### WHAT IS BEING ASKED
Can you arrange all of the rows below as a numbered list, one line per item, skipping any blank lines and leaving the pictures out?

### RECORDS FOR PROCESSING
━━━━━━━━━━━━━━━━━━━━━━━━━━━━━━
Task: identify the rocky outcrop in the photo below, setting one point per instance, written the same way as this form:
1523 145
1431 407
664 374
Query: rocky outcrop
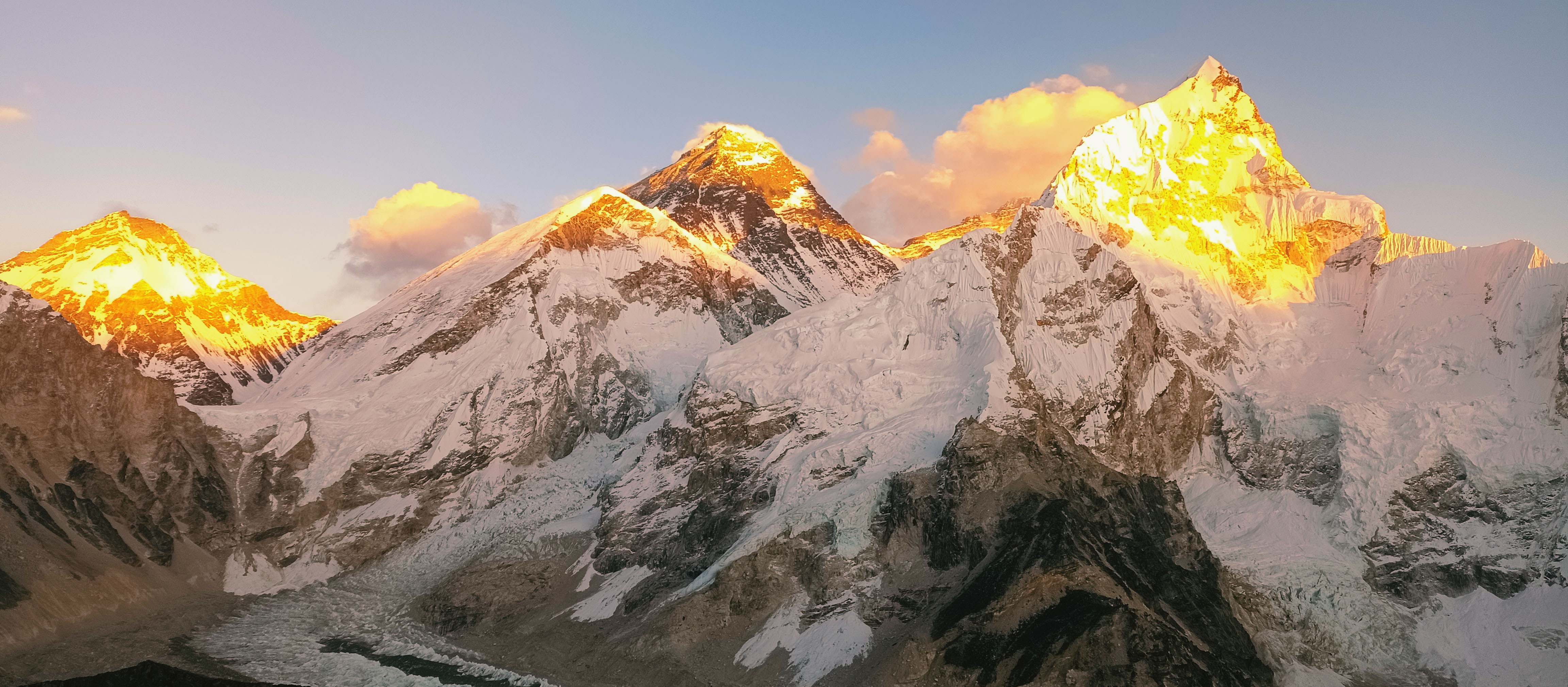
1448 537
567 330
741 192
135 288
112 493
996 220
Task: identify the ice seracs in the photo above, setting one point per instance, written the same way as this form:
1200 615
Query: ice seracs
576 325
135 288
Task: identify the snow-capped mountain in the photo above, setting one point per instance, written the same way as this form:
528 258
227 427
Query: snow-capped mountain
996 220
739 190
1183 419
114 496
135 288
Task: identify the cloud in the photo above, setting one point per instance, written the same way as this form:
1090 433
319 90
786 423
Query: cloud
413 231
1064 84
1002 150
107 208
876 118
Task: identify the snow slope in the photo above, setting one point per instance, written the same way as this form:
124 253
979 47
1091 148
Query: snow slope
582 322
135 288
━━━━━━━━━━━━━━━━━━━━━━━━━━━━━━
### CORRECT ANSWER
1. Task: identify the rocky outcrop in the photo below, setting one point per instance, written the same way as this form:
2. 1523 145
3. 1431 407
4. 664 374
5. Query: rocky outcrop
6. 1448 537
7. 567 330
8. 741 192
9. 135 288
10. 112 493
11. 996 220
12. Task: identify the ice seracs in the photo above, setting one point per instance, written the same way as this form:
13. 1200 615
14. Query: ice seracs
15. 576 325
16. 135 288
17. Task: identify the snow-capped mountain in the photo above, setting one point per instance, written the same way as this form:
18. 528 258
19. 227 427
20. Query: snow-capped mountain
21. 996 220
22. 739 190
23. 1183 419
24. 114 496
25. 135 288
26. Task: identify the cloud in the photo above, setting one point per instance, written the same way as this form:
27. 1090 433
28. 319 90
29. 786 423
30. Query: cloud
31. 413 231
32. 1064 84
33. 1002 150
34. 107 208
35. 876 118
36. Task: identify the snow slope in the photo above, setting one point per instance, written the same way as this form:
37. 124 253
38. 979 47
39. 1091 148
40. Query: snow slope
41. 582 322
42. 135 288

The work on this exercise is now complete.